• WHAT TO PRODUCE: Repeat every one of the records below word for word, leaving the pictures out.

>>

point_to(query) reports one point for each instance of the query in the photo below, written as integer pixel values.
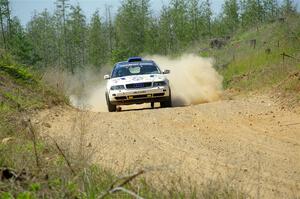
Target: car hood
(136, 79)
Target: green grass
(51, 177)
(246, 68)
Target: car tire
(167, 103)
(110, 107)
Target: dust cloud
(193, 81)
(85, 88)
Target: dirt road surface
(252, 143)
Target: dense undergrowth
(35, 167)
(274, 61)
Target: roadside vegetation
(255, 44)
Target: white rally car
(137, 81)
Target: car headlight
(161, 83)
(117, 87)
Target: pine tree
(288, 7)
(230, 15)
(76, 40)
(131, 24)
(97, 44)
(42, 35)
(5, 22)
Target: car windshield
(135, 69)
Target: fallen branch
(33, 139)
(126, 191)
(292, 124)
(124, 180)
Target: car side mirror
(106, 77)
(166, 71)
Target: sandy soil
(252, 143)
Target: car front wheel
(167, 103)
(110, 107)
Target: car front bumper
(139, 96)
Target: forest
(66, 39)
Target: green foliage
(19, 73)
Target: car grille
(139, 85)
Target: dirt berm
(249, 142)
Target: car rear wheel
(110, 107)
(167, 103)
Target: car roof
(126, 63)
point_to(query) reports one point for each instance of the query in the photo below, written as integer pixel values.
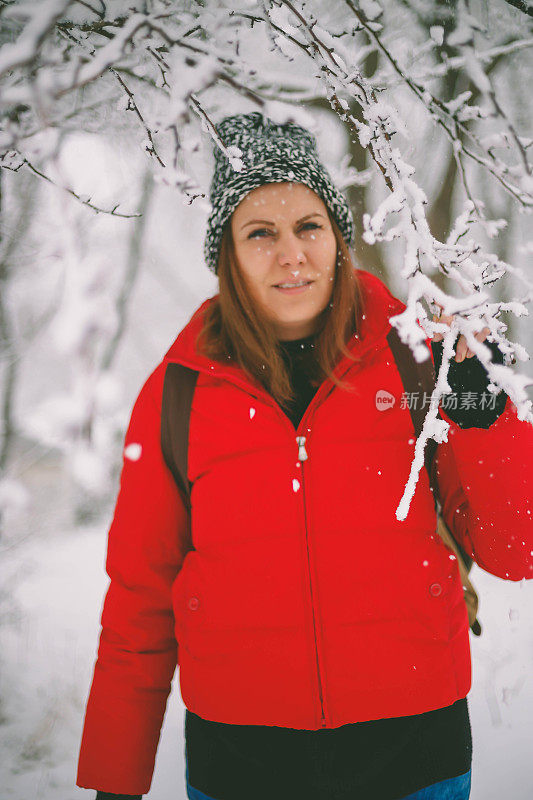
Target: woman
(323, 645)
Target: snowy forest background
(423, 113)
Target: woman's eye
(258, 234)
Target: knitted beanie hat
(270, 153)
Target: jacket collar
(378, 305)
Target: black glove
(480, 409)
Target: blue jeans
(451, 789)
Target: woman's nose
(290, 251)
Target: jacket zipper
(303, 456)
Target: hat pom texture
(271, 153)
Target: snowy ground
(55, 587)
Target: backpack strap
(178, 390)
(417, 379)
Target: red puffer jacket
(305, 603)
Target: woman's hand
(462, 350)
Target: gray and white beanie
(270, 153)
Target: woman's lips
(294, 289)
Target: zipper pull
(302, 453)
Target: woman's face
(286, 251)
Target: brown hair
(236, 329)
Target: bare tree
(177, 66)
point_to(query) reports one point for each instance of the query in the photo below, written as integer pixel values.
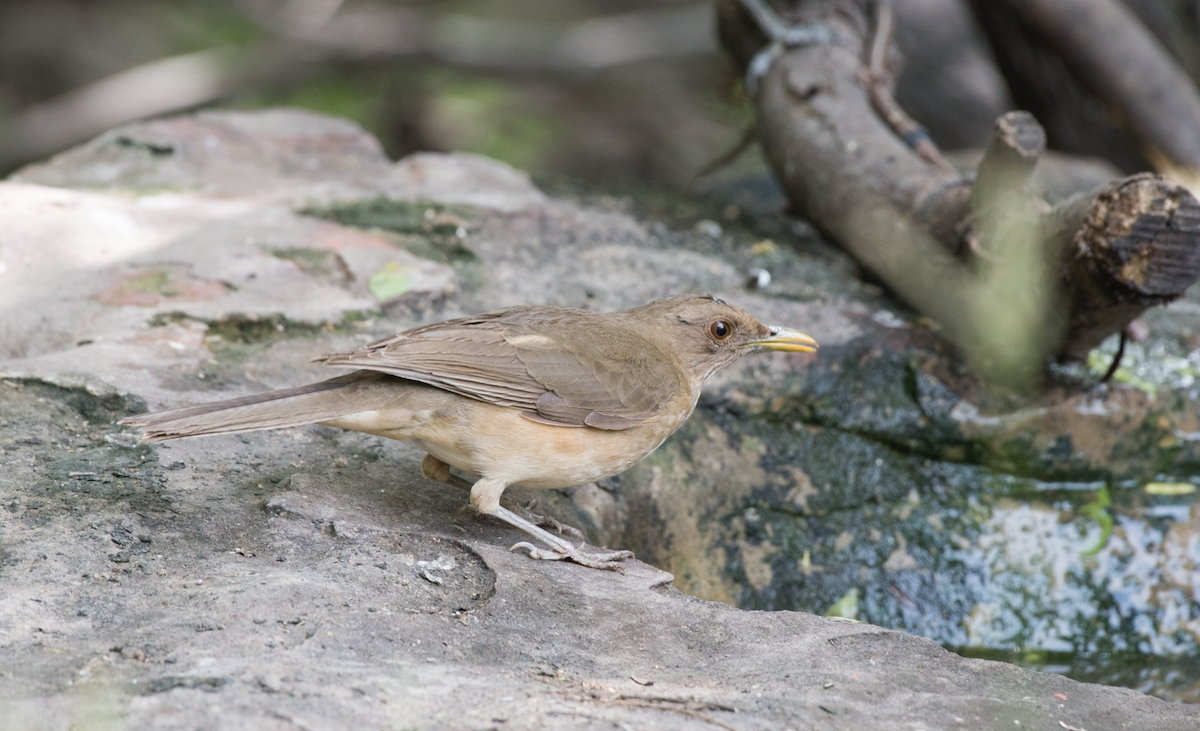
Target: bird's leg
(485, 496)
(436, 469)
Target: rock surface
(311, 577)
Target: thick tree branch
(1009, 277)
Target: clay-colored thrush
(535, 396)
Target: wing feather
(511, 359)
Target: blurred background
(612, 94)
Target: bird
(533, 395)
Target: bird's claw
(609, 559)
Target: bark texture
(936, 238)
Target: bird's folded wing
(509, 364)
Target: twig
(1116, 359)
(879, 83)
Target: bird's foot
(606, 559)
(545, 521)
(561, 549)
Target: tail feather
(274, 409)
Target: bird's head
(708, 334)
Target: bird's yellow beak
(785, 339)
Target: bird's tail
(274, 409)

<<

• FULL SOLUTION:
point_to(query) reports one point for each instance of the query in the photo below, written as integer pixel values.
Target: car hood
(136, 79)
Target: green grass
(51, 177)
(246, 68)
Target: car tire
(167, 103)
(110, 107)
Target: dust cloud
(193, 81)
(85, 88)
Target: dirt road surface
(252, 143)
Target: dense undergrowth
(35, 167)
(274, 61)
Target: roadside vegetation
(255, 44)
Target: white rally car
(137, 81)
Target: car headlight
(161, 83)
(117, 87)
Target: pine tree
(288, 7)
(230, 15)
(76, 40)
(131, 24)
(97, 44)
(42, 35)
(5, 22)
Target: car windshield
(135, 69)
Target: fallen branch
(33, 139)
(126, 191)
(292, 124)
(124, 180)
Target: car side mirror
(106, 77)
(166, 71)
Target: sandy soil
(252, 143)
Target: car front wheel
(167, 103)
(110, 107)
Target: car front bumper
(139, 96)
Target: forest
(66, 39)
Target: green foliage
(19, 73)
Target: car grille
(139, 85)
Target: dirt berm
(249, 142)
Target: car rear wheel
(110, 107)
(167, 103)
Target: car roof
(126, 63)
point_to(query) reports one point for each instance of the query in the photo below, written as integer pixel values.
Target: woman
(323, 645)
Target: snowy forest background
(423, 113)
Target: woman's eye
(258, 234)
Target: knitted beanie hat
(270, 153)
Target: jacket collar
(378, 305)
Target: black glove
(480, 409)
Target: blue jeans
(451, 789)
Target: woman's nose
(290, 251)
Target: jacket zipper
(303, 456)
Target: hat pom texture
(271, 153)
Target: snowy ground
(55, 587)
Target: backpack strap
(178, 390)
(417, 379)
Target: red puffer jacket
(305, 603)
Target: woman's hand
(462, 350)
Target: gray and white beanie
(270, 153)
Target: woman's lips
(294, 289)
Target: zipper pull
(302, 453)
Target: woman's face
(286, 251)
Target: brown hair
(236, 329)
Target: bare tree
(177, 66)
point_to(query) reports one point for each instance of the query in the photo below, written as integer pixel values.
Target: bird's leg
(485, 496)
(436, 469)
Target: rock surface
(311, 577)
Target: thick tree branch
(1009, 277)
Target: clay-colored thrush
(535, 396)
Target: wing feather
(511, 359)
Target: blurred background
(612, 94)
Target: bird
(533, 395)
Target: bird's claw
(609, 559)
Target: bark texture
(936, 238)
Target: bird's folded wing
(509, 364)
Target: twig
(1116, 359)
(879, 83)
Target: bird's foot
(606, 559)
(545, 521)
(561, 549)
Target: tail feather
(274, 409)
Target: bird's head
(708, 334)
Target: bird's yellow beak
(785, 339)
Target: bird's tail
(274, 409)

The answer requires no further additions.